Supreme Court

Decision Information

Decision Content

SUPREME COURT OF NOVA SCOTIA

Citation: Geophysical Services Inc. v. Sable Mary Services Inc., 2010 NSSC 357

 

Date: 20090929

Docket: Hfx 190208

Registry: Halifax

 

 

Between:

Geophysical Services Incorporated

Plaintiff

v.

 

Sable Mary Services Incorporated and

Matthew Kimball

Defendant

 

 

 

Judge:             The Honourable Justice Gregory M. Warner

 

Final Written

Submissions:              July 8, 2010; September 3, 2010; September 14, 2010;

and September 20, 2010

 

Counsel:                     Colin D. Piercey, for the plaintiff Geophysical Services Incorporated

Derrick J. Kimball, for the defendant Sable Mary Seismic Inc.

Nash T. Brogan, for the defendant Matthew Kimball


By the Court:

 

[1]              After a 13-day trial involving a significant volume of documentary exhibits and some complex issues, Sable Mary was found liable to GSI  for $1,764,251.70 for breach of contract.  Of this sum Sable Mary and Matthew Kimball were found jointly liable to GSI for $451,885.41 for fraudulent misrepresentation. Sable Mary’s counterclaim for profit or success sharing ($1,390,000.00) was dismissed.  The decision is reported as 2009 NSSC 404.

 

[2]              The parties are unable to agree on court costs, and whether prejudgment interest should be payable for the full period between the commencement of the action (November 27, 2002) and the order for judgment (February 4, 2010).

 

 

Costs

 

[3]              GSI claims solicitor-client costs or, in the alternative, a lump sum costs award approximating “substantial indemnity” of its  actual costs.  The defendants argue that costs should be party and party costs per Tariff A of Civil Procedure Rule 77.

 

 

A. Solicitor and Client Costs

 

[4]              GSI has provided detailed records of its actual legal expenses in this action, and an outstanding but related “fraudulent conveyance action.”  They total $1,053,425.72, of which $833,446.00 are legal fees; $52,760.00 are disbursements incurred by legal counsel; $115,206.00 is HST; and, $53,012.00 are disbursements paid directly by GSI for expert reports, discovery of the defendants’ experts and the costs of getting its witnesses to Nova Scotia for the trial.

 

[5]              From the total, GSI has deducted legal fees for services respecting the related action and seven interlocutory motions in this action (for which costs were separately  awarded) of $216,695.00 (26% of total fees), 26% of disbursements charged by its legal counsel, and HST on these fees and disbursements.

 

[6]              GSI’s net claim, on a solicitor-client basis, is:

 

Fees

 

$616,750.04

 

Disbursements incurred by legal counsel:

 

39,043.50

 

HST:

 

85,253.03

 

Disbursements paid directly by plaintiff:

 

53,012.79

 

Total:

 

$794,058.36

 


 

 

Submissions

 

[7]              Civil Procedure Rule 77.03(2) reads:

 

A judge may order a party to pay solicitor and client costs to another party in exceptional circumstances recognized by law.

WHAT TO WORK ON. Carry the costs decision forward from the point where it stops. The material that follows has no connection to the costs decision.

INFORMATION SHOWN.

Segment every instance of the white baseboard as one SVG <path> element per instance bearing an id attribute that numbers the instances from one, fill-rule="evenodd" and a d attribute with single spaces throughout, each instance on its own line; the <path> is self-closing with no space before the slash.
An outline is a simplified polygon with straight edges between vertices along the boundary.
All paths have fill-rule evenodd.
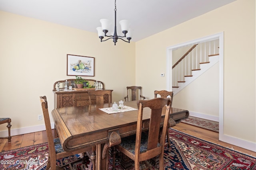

EXERCISE RESPONSE.
[8]              GSI submits that solicitor and client costs are appropriate in rare and exceptional circumstances when  reprehensible, scandalous or outrageous conduct by the losing party exists in the circumstances either leading to, but before the action, or during the proceedings.  Solicitor and client costs are used to express disapproval of the conduct of the losing party.

 

[9]              GSI’s Counsel refers the Court to:

 

· Young v Young, [1993] 4 SCR 3

 

· Brown v Metropolitan Authority, 1996 CarswellNS 147 (NSCA) at ¶ 81

 

· 23201072 Nova Scotia Limited v Lienaux, 2004 NSSC 235, which cites        Orkin’s text, The Law of Costs, at § 219

 

· MacDonell v M & M Developments Limited, 1997 CarswellNS 224 at ¶ 91

 

· Performance Industries Ltd v Sylvan Lake Golf & Tennis Club Ltd, 2002 SCC 19

 

· Claibourne Industries Ltd v National Bank of Canada, 1989 CarswellOnt 1425 (ONCA)

 

[10]         Counsel submits that the finding of fraud against the Defendants in this action constitutes  reprehensible conduct and should merit the award of solicitor and client costs.  Counsel does acknowledge that the only Nova Scotia decisions awarding solicitor and client costs were against  parties who alleged but failed to establish  fraud.

 

[11]         Sable Mary also notes that there are no Nova Scotia precedents for awarding solicitor and client costs in circumstances similar to this case.  Counsel distinguishes Young, Brown, Lienaux, MacDonell, Performance Industries and Claibourne.  Sable Mary  submits that decisions from other jurisdictions are not relevant or helpful.

 

[12]         Counsel for Matthew Kimball submits that there is no authority in Nova Scotia for awarding solicitor and client costs on the facts in this case.  He submits that some of the fees identified in the affidavits filed in support of GSI’s claim are not relevant to the action, and the solicitor and client fees are in fact less than $616,000.00.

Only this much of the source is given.